-- Do this --
Answer these from the Silent Hill passage, one line each:
1. To what scale are most of the areas built?
2. What happens to streets in Silent Hill?
3. What kind of locks do doors inside structures often have?

>> begin Document passage

What’s fantastic is that most of these areas are built to real-life scale to give them more authenticity, from the town at large to the many buildings you can enter. Artificial boundaries naturally limit your character to a few paths – streets in Silent Hill suddenly stop and drop into the abyss, as if the patch of ground you’re walking on is removed from normal space and time, and so often doors inside structures have magically broken locks that can never be pried open. Yet this nonsensical approach is sensical considering the alternate reality James is treading on. Clearly he’s not in Kansas, so why should the world around him have some sort of logic?

>> end Document passage
>> begin Stored data

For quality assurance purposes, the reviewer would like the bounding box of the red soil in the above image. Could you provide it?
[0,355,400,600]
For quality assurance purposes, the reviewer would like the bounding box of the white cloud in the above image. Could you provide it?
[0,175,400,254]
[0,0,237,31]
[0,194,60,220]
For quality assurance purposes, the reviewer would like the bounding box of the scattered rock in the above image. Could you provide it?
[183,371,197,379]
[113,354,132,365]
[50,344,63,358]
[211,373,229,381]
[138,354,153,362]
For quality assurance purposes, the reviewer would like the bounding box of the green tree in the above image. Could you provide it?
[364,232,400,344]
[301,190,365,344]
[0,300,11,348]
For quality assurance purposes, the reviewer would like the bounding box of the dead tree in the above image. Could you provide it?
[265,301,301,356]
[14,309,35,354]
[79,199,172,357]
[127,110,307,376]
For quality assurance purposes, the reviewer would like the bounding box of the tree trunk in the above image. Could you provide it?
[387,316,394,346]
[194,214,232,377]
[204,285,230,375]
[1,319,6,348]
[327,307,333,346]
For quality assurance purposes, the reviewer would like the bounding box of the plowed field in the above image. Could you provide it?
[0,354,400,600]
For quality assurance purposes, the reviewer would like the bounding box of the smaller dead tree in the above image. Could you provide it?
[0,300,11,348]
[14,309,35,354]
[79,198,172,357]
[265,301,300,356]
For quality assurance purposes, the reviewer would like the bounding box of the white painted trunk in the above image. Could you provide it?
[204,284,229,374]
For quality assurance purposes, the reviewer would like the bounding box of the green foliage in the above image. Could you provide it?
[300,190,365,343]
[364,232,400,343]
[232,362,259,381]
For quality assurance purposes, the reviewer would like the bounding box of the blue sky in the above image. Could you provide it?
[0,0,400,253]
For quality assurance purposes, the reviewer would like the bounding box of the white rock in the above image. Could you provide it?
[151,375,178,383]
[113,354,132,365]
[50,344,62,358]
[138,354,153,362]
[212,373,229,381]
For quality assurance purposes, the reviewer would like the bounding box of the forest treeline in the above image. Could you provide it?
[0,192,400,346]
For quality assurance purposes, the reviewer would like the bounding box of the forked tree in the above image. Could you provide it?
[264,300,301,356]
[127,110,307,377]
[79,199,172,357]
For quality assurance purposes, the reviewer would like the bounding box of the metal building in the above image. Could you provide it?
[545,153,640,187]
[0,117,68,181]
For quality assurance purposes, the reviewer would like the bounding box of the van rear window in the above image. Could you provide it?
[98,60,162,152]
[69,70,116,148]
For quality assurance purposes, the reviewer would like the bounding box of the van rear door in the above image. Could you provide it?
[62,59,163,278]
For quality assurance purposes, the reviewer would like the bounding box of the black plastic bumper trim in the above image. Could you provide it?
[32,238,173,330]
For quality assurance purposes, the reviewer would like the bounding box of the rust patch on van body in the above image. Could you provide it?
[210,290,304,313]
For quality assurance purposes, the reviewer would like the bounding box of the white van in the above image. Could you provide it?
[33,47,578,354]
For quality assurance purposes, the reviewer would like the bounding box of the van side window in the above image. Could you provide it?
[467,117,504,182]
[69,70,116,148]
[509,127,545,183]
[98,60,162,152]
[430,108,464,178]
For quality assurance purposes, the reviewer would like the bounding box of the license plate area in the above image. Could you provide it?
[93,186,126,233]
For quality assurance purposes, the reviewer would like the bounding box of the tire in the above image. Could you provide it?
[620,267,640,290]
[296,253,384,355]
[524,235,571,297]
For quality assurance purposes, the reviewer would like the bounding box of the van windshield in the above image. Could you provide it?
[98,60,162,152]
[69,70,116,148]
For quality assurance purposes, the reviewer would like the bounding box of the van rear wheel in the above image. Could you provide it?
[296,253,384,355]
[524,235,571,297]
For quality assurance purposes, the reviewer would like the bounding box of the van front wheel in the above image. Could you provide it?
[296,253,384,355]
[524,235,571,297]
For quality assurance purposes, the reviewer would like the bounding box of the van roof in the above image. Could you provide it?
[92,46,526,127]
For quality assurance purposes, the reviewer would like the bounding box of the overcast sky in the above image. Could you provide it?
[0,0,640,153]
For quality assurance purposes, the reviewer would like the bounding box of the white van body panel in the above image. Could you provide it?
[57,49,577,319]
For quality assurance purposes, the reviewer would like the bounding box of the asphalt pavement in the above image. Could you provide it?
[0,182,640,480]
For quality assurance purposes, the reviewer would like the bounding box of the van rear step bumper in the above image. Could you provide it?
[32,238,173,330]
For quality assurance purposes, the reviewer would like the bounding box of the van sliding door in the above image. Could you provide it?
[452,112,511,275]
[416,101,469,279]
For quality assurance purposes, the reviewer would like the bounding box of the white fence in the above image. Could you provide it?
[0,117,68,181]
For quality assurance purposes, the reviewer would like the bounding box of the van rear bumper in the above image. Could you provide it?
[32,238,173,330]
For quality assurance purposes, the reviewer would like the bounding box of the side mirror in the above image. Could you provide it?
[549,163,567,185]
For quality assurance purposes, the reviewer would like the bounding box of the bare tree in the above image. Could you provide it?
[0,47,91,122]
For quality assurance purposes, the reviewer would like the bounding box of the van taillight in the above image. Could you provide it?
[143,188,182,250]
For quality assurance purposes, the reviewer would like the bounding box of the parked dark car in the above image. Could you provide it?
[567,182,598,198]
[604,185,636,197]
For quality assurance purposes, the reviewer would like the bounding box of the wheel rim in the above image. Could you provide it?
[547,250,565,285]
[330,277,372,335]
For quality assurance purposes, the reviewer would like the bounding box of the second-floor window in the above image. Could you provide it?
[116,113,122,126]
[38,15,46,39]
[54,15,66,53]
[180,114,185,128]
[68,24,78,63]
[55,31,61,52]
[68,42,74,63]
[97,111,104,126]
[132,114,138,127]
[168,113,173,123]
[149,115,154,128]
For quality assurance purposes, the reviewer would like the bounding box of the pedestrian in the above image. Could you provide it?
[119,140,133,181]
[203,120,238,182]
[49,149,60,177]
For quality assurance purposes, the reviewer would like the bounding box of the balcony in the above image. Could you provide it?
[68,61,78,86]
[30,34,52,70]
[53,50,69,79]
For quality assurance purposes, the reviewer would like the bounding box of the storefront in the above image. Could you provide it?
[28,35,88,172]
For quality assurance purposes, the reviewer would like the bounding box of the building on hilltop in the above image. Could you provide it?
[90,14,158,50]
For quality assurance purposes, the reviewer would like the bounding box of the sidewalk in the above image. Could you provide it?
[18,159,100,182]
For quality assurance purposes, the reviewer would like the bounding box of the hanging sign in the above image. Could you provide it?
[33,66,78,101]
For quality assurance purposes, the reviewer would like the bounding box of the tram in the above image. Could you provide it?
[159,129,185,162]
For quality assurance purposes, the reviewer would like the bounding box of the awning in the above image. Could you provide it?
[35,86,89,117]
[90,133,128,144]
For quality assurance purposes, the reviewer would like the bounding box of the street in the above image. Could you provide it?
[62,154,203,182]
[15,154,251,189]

>> end Stored data

-- Output of the exercise --
1. Real-life scale.
2. They suddenly stop and drop into the abyss.
3. Magically broken locks that can never be pried open.